* _WHAT YOU ARE ASKED TO DO_
For each record here, output an exact copy.

* _SOURCE DATA_
···

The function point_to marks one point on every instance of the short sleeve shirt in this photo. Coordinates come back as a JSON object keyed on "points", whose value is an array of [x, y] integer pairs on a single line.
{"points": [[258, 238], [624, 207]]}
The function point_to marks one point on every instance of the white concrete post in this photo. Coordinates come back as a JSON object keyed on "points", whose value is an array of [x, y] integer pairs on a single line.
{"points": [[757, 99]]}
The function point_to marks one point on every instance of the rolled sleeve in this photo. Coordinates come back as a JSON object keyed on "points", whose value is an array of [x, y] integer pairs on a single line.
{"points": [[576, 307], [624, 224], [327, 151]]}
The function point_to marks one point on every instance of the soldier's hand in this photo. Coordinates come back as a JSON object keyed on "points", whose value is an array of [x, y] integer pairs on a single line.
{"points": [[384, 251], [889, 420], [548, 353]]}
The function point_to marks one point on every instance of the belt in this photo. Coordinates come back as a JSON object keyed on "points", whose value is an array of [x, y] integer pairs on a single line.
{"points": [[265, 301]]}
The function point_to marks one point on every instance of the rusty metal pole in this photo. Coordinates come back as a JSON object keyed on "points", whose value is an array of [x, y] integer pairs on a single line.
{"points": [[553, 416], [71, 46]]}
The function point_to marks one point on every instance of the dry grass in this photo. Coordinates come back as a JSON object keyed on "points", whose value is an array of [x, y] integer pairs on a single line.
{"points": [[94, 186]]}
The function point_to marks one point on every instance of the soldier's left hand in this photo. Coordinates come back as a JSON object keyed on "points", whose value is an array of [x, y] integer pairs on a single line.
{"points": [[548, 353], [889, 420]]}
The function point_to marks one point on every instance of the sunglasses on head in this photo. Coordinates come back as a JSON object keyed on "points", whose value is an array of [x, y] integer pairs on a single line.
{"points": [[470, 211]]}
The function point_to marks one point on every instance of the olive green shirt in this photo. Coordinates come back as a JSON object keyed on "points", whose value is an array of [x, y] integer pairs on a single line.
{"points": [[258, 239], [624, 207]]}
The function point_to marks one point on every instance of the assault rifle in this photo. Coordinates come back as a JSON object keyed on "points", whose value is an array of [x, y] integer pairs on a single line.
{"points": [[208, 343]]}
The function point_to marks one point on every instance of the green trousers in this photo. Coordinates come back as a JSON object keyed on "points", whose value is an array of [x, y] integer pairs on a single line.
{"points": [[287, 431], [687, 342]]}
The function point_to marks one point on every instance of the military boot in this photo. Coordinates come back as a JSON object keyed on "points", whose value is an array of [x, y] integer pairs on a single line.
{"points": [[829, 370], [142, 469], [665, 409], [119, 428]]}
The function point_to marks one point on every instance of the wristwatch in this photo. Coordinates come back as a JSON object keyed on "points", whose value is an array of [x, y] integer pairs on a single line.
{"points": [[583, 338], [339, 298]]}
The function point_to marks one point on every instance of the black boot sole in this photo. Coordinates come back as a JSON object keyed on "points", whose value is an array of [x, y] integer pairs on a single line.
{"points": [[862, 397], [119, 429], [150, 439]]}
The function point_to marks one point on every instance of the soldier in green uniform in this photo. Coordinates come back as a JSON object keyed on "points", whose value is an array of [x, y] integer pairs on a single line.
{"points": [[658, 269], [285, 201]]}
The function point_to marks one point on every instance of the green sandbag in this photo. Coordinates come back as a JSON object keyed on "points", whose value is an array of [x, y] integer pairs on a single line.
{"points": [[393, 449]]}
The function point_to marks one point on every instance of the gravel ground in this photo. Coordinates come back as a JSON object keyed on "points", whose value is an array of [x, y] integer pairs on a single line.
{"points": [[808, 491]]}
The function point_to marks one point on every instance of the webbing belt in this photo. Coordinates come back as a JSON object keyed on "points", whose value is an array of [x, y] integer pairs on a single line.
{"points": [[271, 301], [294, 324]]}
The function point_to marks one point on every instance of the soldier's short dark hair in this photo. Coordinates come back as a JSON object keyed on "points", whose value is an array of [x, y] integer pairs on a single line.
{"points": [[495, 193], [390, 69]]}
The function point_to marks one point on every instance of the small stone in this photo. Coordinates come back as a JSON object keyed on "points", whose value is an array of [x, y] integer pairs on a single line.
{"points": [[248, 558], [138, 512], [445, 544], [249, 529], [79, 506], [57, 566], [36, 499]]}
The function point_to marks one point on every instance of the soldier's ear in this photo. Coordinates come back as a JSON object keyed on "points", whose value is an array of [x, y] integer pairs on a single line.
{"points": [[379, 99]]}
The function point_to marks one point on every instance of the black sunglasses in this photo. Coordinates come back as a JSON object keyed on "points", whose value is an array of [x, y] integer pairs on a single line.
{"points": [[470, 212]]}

···

* _ANSWER SECTION_
The function point_to marks one point on every instance of the short sleeve shirt in this photo. Coordinates come back as a JSON object keyed on "points", whose value is an array of [x, y] integer pairs on a single line.
{"points": [[258, 238], [624, 207]]}
The function point_to marks one point on every instance of the white concrete post in this photo. Coordinates come back as a JSON object keyed on "points", whose value is an array of [x, y] integer pairs on a single line.
{"points": [[757, 99]]}
The function point_to marks one point on every instance of the rolled sleeve in this photo. Coordinates come back as a JSON object keyed on "points", whose value is an array of [x, y] integer pairs on a single line.
{"points": [[576, 307], [624, 224], [327, 151]]}
The function point_to marks one point on every instance of the soldier's hand in this photo. Coordinates come back as a JSON object keyed on "points", whose value is an array of [x, y] integer pairs on a single line.
{"points": [[384, 251], [889, 420], [548, 353]]}
The function point_to marks one point on every instance of the belt in this photo. Coordinates come back as a JSON object keyed on "points", whose value is an array of [x, y] integer pairs on a single line.
{"points": [[265, 301]]}
The function point_to marks one point on every instance of the rusty metal pole in this photo. Coordinates come back as a JSON object keyed on "points", whose value is an array of [x, y] integer pairs on a single line.
{"points": [[553, 416], [71, 46]]}
The function point_to marks one point on every instance of the dry grass in this photo. Coordinates come back as a JSON object keyed on "points", whose value is an array of [x, y] integer pairs on a single line.
{"points": [[94, 186]]}
The function point_to marks one point on every instance of the soldier's left hand in this photo. Coordinates come back as a JSON object keyed on "points", whose value is an array of [x, y] integer pairs on a single line.
{"points": [[548, 353], [889, 420]]}
The function point_to marks one point on every instance of the sunglasses on head in this photo. Coordinates come back as a JSON object keyed on "points", whose value is an array of [x, y] integer pairs on a single line.
{"points": [[470, 211]]}
The function point_to marks one point on every instance of the olive green shirt in this photo. Coordinates come back as a JSON object keyed on "points", whose value is an array of [x, y] integer pairs on a single line.
{"points": [[258, 239], [624, 207]]}
The function point_to marks one point on every instance of the assault rifle in this photo. Coordinates come back as a JSON object keyed on "points", whose value is an array of [x, y] integer pairs on a single line.
{"points": [[208, 343]]}
The function point_to marks one point on every instance of the green trousers in this photo. Coordinates come back as a JSON object keyed on "points", whose value is an array of [x, y] integer pairs on a single line.
{"points": [[287, 431], [687, 342]]}
The function point_to marks one point on every instance of the military boot in this photo. Coordinates come back as a JSON object keyed on "points", whose value is an array of [x, y] integer pairs on a single line.
{"points": [[829, 370], [142, 469], [665, 409], [119, 428]]}
The function point_to marks one point on every instance of the wristwatch in this photo. Coordinates come back as a JSON object keyed on "points", whose value is an array of [x, y] integer pairs on a single line.
{"points": [[583, 338], [339, 298]]}
The function point_to marks one point on every instance of the black boot sole in this photo. Coordinates come back as a JSON object keyed on "points", whose value is an array of [x, y] integer pairs on a single line.
{"points": [[862, 397], [119, 429], [150, 439]]}
The function point_to marks one point on every instance of the soldier in green uniform in this photo. Coordinates come back as a JSON object keyed on "points", whose value is an array of [x, y] integer pairs on a single line.
{"points": [[658, 269], [285, 201]]}
The function point_to marks one point on every instance of the green sandbag in this photo. Coordinates come back as a JSON object keyed on "points", whose value is an array of [x, y] integer pairs on a single line.
{"points": [[393, 449]]}
The function point_to marks one point on every instance of the gravel ground in this photo. Coordinates come back as a JSON object keyed on "points", whose value is an array of [x, y] integer pairs on a single line.
{"points": [[808, 491]]}
The function point_to marks one point on every instance of the webbing belt in this photo. Coordinates come back as a JSON object keyed on "points", whose value is an array of [x, y] integer pairs on a single line.
{"points": [[271, 301], [294, 324]]}
The function point_to marks one point on every instance of the soldier's short dark hair in this photo. Coordinates come back as a JSON object keyed on "points", whose value is an array of [x, y] integer pairs on a single line.
{"points": [[495, 193], [390, 69]]}
The function point_to marks one point on every instance of the small stone in this photo. Coordinates come back as a JSON object keyed on "points", whose value is an array of [x, y] integer pairs on a single line.
{"points": [[248, 558], [138, 512], [445, 544], [249, 529], [79, 506], [57, 566], [36, 499]]}
The function point_to marks one point on every instance of the soldier's ear in this photo. Coordinates come back as a JSON object keyed on "points", whose value is an array of [x, y] integer pairs on a single line.
{"points": [[379, 99]]}
The function point_to marks one point on every instance of the black sunglasses in this photo. Coordinates come back as a JSON object keyed on "points", whose value is an array of [x, y] integer pairs on a single line.
{"points": [[470, 212]]}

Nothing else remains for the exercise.